# TASK TO COMPLETE
Please edit the lines from the first one up to and including the line with "[[[179,6],[166,6],[164,20],[166,22],[177,22]]]", replacing "wooden wall paneling" with "timber wall cladding" and leaving everything else unchanged. Return only those lines, without the pictures.

# RECORDS FOR THE EXERCISE
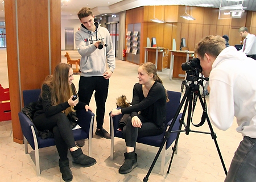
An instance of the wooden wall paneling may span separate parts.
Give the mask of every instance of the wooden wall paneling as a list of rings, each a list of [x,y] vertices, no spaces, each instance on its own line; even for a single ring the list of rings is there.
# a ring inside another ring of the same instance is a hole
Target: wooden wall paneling
[[[230,24],[231,26],[239,28],[245,26],[245,24],[246,23],[246,16],[247,11],[245,11],[245,12],[242,14],[242,16],[241,18],[232,18]]]
[[[251,27],[256,27],[256,12],[255,11],[253,11],[253,13],[252,13],[251,22]],[[256,33],[254,33],[254,34],[256,34]]]
[[[238,32],[240,28],[232,27],[230,29],[229,35],[229,45],[234,46],[236,44],[242,44],[242,38]]]
[[[179,6],[166,6],[164,20],[166,22],[177,22]]]
[[[148,6],[148,16],[147,16],[147,22],[151,22],[150,19],[154,19],[154,6]]]
[[[210,35],[210,26],[209,24],[203,24],[202,38]]]
[[[179,23],[188,23],[189,22],[189,20],[184,19],[183,18],[180,17],[180,16],[183,15],[185,14],[186,11],[186,7],[185,6],[179,6],[179,11],[178,11],[178,20],[177,22]],[[187,13],[188,13],[189,12],[189,7],[187,6]]]
[[[147,32],[148,32],[148,23],[144,22],[141,24],[141,35],[140,36],[141,39],[141,58],[140,58],[140,64],[144,63],[144,56],[145,56],[145,49],[144,47],[147,46]]]
[[[60,3],[53,6],[52,2],[49,5],[49,7],[52,7],[51,12],[55,13],[59,11],[55,11],[55,9],[60,11]],[[48,28],[51,25],[48,21],[48,7],[47,1],[13,0],[5,2],[13,140],[18,143],[23,142],[17,114],[22,107],[22,92],[26,89],[40,88],[46,76],[50,72]],[[60,13],[59,16],[55,14],[54,18],[57,20],[55,20],[60,22]],[[38,17],[40,17],[40,20]],[[59,30],[56,34],[59,34],[60,38],[60,23],[55,26],[55,30]],[[54,28],[52,28],[55,30]],[[59,48],[55,49],[56,52],[53,54],[59,55],[58,61],[60,62],[60,39],[55,40],[57,42],[56,44],[59,44]]]
[[[163,47],[168,48],[169,51],[172,49],[172,23],[164,23],[164,33],[163,33]],[[168,66],[167,68],[170,68],[170,63],[171,60],[171,54],[168,56]]]
[[[192,48],[193,49],[190,49],[191,51],[194,51],[195,49],[195,46],[196,44],[201,40],[201,39],[205,37],[204,36],[203,32],[205,31],[204,28],[203,28],[204,26],[202,24],[196,24],[196,37],[195,38],[195,44],[193,45],[192,45],[193,46]]]
[[[181,24],[183,23],[177,23],[175,24],[173,31],[172,38],[175,39],[176,41],[176,49],[180,49],[180,42],[181,39]]]
[[[216,29],[216,35],[222,36],[223,34],[223,26],[217,25]]]
[[[155,18],[159,20],[164,20],[164,6],[154,6],[155,7]],[[154,7],[153,6],[153,7]],[[154,10],[153,10],[154,13]],[[154,14],[153,14],[154,15]],[[151,19],[154,19],[151,18]]]
[[[131,31],[131,35],[133,34],[134,33],[134,27],[133,27],[133,23],[129,23],[126,24],[126,27],[127,27],[127,31]],[[126,31],[126,33],[127,33]],[[131,39],[132,39],[132,37],[131,36]],[[130,45],[130,47],[131,46],[131,43]],[[131,54],[131,51],[132,51],[132,48],[131,47],[131,49],[129,53],[126,53],[126,60],[131,62],[131,63],[133,63],[133,56]]]
[[[149,7],[150,7],[150,6],[144,6],[143,22],[148,22]]]
[[[126,22],[125,24],[131,24],[133,23],[133,13],[134,13],[134,9],[131,9],[131,10],[126,10]]]
[[[155,37],[156,39],[156,46],[163,47],[163,34],[159,34],[159,32],[163,32],[164,23],[151,22],[148,23],[147,37],[150,40],[151,38]]]
[[[187,6],[187,8],[188,7]],[[189,20],[189,23],[203,24],[204,19],[204,8],[203,7],[189,6],[189,11],[188,12],[187,9],[187,13],[196,19],[194,20]]]
[[[139,7],[134,9],[133,13],[133,23],[138,23],[143,21],[144,17],[144,7],[143,6]]]
[[[252,24],[251,20],[253,18],[253,11],[247,11],[247,16],[246,16],[246,20],[245,22],[245,26],[247,28],[248,28],[250,27]]]
[[[18,112],[20,110],[20,98],[19,86],[19,74],[18,67],[18,46],[16,34],[16,17],[15,1],[5,2],[5,19],[6,31],[6,49],[7,55],[8,78],[11,101],[11,120],[14,141],[22,144],[23,140],[19,139],[23,136],[19,121]],[[16,139],[18,138],[18,139]]]
[[[209,35],[216,35],[216,31],[217,31],[217,26],[216,25],[210,25],[210,32]]]
[[[196,24],[189,24],[188,26],[188,39],[187,40],[187,47],[185,48],[185,50],[189,50],[189,51],[193,51],[194,50],[194,47],[195,47],[195,39],[196,39],[196,34],[197,34],[197,31],[196,30]],[[201,32],[199,30],[199,32]]]
[[[223,35],[226,35],[229,36],[229,31],[230,29],[230,26],[223,26]]]
[[[256,35],[256,27],[251,27],[250,34]]]
[[[17,3],[18,19],[23,20],[22,23],[19,21],[18,27],[21,90],[40,88],[49,74],[49,51],[46,48],[49,45],[48,10],[42,8],[48,7],[48,2],[20,0]],[[40,23],[44,24],[40,28],[35,23],[38,17],[40,17]],[[43,64],[45,66],[42,67]],[[31,75],[33,79],[31,79]]]
[[[51,73],[53,73],[55,67],[61,62],[61,46],[60,32],[60,1],[51,0],[50,25],[51,25]]]
[[[137,51],[137,53],[136,55],[133,55],[133,61],[134,63],[137,64],[139,64],[141,63],[141,48],[142,48],[142,50],[143,50],[143,47],[141,47],[141,23],[134,23],[134,31],[138,31],[138,36],[139,36],[139,38],[137,40],[138,43],[138,46],[137,46],[137,48],[138,48],[138,51]],[[135,48],[135,47],[134,47]]]
[[[232,19],[218,19],[218,18],[217,18],[217,25],[222,25],[222,26],[230,26],[231,24],[231,20]]]
[[[186,44],[188,44],[188,23],[182,23],[181,24],[181,32],[180,34],[180,39],[179,40],[179,48],[180,46],[181,38],[186,39]],[[176,40],[177,41],[177,40]],[[188,49],[187,47],[183,47],[182,50],[187,50]]]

# SOLUTION FOR THIS TASK
An instance of the timber wall cladding may span separate parts.
Give the mask of every instance of the timber wall cladding as a list of rings, each a list of [x,y] vertices, no spaces, each instance on its own line; even for a single ring the list of rings is there.
# a ring inside another ring of the same instance is a hole
Target: timber wall cladding
[[[230,24],[231,26],[239,28],[245,26],[245,24],[246,23],[246,16],[247,11],[245,11],[245,12],[242,14],[242,16],[241,18],[232,18]]]
[[[251,27],[256,27],[256,12],[255,11],[253,11],[253,13],[252,13],[251,22]],[[256,33],[254,33],[254,34],[256,34]]]
[[[238,32],[240,28],[232,27],[230,29],[229,35],[229,45],[234,46],[236,44],[242,44],[242,38]]]
[[[179,6],[166,6],[164,20],[166,22],[177,22]]]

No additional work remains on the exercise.